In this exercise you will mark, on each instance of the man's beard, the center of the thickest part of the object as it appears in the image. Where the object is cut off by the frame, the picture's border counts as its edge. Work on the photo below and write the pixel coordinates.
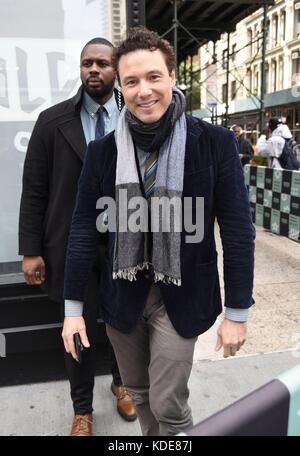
(98, 93)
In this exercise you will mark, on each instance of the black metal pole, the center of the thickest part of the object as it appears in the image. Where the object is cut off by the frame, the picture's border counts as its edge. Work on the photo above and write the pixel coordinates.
(263, 73)
(191, 85)
(175, 21)
(227, 81)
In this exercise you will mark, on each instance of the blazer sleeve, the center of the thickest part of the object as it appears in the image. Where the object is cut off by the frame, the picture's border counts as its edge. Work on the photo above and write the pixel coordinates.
(236, 227)
(83, 237)
(35, 194)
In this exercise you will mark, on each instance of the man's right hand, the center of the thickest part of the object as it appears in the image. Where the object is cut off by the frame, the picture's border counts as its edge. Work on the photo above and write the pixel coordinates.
(72, 325)
(33, 268)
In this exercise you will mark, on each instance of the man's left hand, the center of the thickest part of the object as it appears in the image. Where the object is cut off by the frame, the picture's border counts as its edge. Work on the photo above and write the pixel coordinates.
(231, 336)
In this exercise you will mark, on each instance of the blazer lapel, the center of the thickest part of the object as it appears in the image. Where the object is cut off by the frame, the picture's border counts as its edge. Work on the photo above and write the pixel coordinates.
(73, 132)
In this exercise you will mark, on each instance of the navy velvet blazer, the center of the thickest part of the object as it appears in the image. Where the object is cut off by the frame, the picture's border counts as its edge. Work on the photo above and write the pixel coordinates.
(212, 170)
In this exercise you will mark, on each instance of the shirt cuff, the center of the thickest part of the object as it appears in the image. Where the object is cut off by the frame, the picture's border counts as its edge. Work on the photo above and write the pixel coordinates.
(240, 315)
(73, 308)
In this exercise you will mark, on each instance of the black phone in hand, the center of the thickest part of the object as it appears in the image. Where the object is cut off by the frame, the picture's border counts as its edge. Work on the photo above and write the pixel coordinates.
(78, 347)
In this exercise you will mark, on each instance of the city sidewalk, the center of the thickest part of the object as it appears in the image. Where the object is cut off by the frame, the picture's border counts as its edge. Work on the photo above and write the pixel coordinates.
(44, 409)
(273, 346)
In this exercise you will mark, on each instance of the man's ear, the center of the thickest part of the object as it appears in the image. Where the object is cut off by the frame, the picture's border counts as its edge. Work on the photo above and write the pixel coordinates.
(173, 77)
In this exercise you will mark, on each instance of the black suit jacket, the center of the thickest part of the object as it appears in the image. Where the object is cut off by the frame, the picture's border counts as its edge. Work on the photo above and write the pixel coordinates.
(52, 168)
(212, 170)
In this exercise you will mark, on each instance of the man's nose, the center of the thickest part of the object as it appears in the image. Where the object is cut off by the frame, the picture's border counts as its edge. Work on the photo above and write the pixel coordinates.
(144, 89)
(94, 68)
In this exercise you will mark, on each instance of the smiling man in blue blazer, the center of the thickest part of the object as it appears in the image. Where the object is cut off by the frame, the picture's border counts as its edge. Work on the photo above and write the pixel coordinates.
(159, 289)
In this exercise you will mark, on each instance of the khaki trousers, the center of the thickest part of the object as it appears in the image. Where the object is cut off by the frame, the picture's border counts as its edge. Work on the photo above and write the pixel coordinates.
(155, 363)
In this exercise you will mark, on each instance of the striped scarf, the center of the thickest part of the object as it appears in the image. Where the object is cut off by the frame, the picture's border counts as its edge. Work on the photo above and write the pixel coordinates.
(130, 251)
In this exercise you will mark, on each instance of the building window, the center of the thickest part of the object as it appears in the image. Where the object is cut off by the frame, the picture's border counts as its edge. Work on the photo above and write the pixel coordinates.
(224, 93)
(249, 33)
(274, 75)
(280, 81)
(275, 31)
(249, 81)
(255, 37)
(295, 65)
(283, 25)
(268, 34)
(297, 21)
(233, 90)
(233, 52)
(224, 59)
(256, 81)
(267, 77)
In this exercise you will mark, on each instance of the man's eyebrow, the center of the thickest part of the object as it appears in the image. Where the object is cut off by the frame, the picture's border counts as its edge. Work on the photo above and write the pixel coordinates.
(91, 59)
(149, 73)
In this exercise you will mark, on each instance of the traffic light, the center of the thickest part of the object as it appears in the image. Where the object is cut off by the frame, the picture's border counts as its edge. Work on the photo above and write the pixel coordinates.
(135, 12)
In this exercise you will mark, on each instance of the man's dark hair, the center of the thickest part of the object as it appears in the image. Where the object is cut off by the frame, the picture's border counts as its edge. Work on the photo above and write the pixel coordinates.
(274, 122)
(140, 37)
(98, 40)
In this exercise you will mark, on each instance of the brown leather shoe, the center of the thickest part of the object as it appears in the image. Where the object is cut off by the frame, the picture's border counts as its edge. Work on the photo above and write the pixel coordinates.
(82, 425)
(124, 402)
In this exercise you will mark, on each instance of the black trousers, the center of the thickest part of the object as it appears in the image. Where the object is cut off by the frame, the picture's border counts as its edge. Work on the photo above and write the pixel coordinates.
(81, 376)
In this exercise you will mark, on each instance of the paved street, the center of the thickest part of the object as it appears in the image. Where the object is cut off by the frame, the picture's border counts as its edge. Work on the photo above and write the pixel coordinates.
(273, 346)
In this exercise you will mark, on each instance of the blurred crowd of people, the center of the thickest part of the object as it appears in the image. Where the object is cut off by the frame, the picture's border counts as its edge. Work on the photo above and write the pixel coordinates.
(276, 144)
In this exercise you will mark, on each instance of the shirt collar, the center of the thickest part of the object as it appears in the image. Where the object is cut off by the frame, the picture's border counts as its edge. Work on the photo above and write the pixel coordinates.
(92, 106)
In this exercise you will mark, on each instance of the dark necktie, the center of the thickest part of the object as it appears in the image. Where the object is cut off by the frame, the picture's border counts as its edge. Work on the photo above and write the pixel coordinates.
(99, 132)
(150, 173)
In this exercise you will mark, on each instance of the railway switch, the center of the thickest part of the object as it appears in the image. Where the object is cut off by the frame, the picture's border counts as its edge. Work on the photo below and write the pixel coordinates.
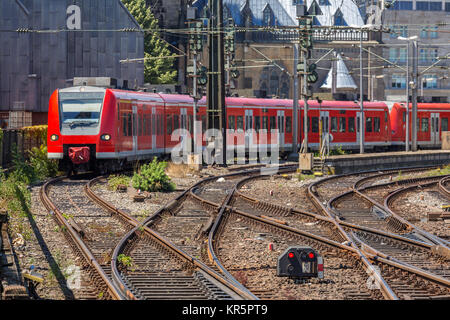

§ DIRECTIONS
How many lines of the records above contain the string "trousers"? Case counts. Reply with the number alone.

§ RESPONSE
2